**What this task involves**
Duplicate verbatim only the lines below from the one containing "of the orange" through the final line, inclusive.
——————————
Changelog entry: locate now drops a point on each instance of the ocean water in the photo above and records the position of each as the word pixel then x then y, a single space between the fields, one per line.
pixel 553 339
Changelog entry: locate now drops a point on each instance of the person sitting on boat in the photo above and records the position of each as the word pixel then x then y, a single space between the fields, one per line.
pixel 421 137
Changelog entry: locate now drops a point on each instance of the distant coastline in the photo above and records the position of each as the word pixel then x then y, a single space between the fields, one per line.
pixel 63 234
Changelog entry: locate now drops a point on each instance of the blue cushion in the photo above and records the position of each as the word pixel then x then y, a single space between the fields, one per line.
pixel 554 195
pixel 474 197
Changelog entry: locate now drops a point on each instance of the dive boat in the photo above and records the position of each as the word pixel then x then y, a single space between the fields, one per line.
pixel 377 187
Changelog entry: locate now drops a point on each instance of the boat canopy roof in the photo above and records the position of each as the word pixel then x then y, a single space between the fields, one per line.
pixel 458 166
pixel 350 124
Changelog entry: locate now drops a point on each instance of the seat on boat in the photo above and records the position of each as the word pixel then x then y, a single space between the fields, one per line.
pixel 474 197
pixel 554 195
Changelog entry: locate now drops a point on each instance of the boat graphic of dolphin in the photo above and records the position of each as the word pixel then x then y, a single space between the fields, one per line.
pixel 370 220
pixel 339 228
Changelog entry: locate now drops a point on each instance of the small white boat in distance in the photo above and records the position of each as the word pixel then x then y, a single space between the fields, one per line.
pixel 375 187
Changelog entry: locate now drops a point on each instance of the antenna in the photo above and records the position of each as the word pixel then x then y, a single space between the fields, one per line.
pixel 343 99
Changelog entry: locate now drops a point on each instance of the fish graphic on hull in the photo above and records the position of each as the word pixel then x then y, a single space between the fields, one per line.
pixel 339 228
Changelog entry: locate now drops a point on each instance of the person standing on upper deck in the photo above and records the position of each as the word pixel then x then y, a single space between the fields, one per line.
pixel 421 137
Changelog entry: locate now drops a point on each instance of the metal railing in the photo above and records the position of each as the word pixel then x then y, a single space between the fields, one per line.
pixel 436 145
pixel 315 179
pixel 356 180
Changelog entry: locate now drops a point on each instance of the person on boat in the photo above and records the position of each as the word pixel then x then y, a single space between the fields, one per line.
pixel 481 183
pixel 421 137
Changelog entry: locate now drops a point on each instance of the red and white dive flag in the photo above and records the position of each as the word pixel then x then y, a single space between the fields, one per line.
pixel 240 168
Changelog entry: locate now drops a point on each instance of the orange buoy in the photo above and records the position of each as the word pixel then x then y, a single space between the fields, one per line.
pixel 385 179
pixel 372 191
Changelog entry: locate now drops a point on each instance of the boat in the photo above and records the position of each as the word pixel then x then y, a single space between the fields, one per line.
——————————
**Output below**
Changelog entry: locate now drops a point on each instance of the orange buoy in the photo above and records the position of each as the word pixel then x then y, a single space between the fields, one per line.
pixel 385 179
pixel 372 191
Changelog entry: locate now drops a point on each instance of the boat in the photo above and records the position of each as the word pixel then x then y, a single space between the fields, one per line.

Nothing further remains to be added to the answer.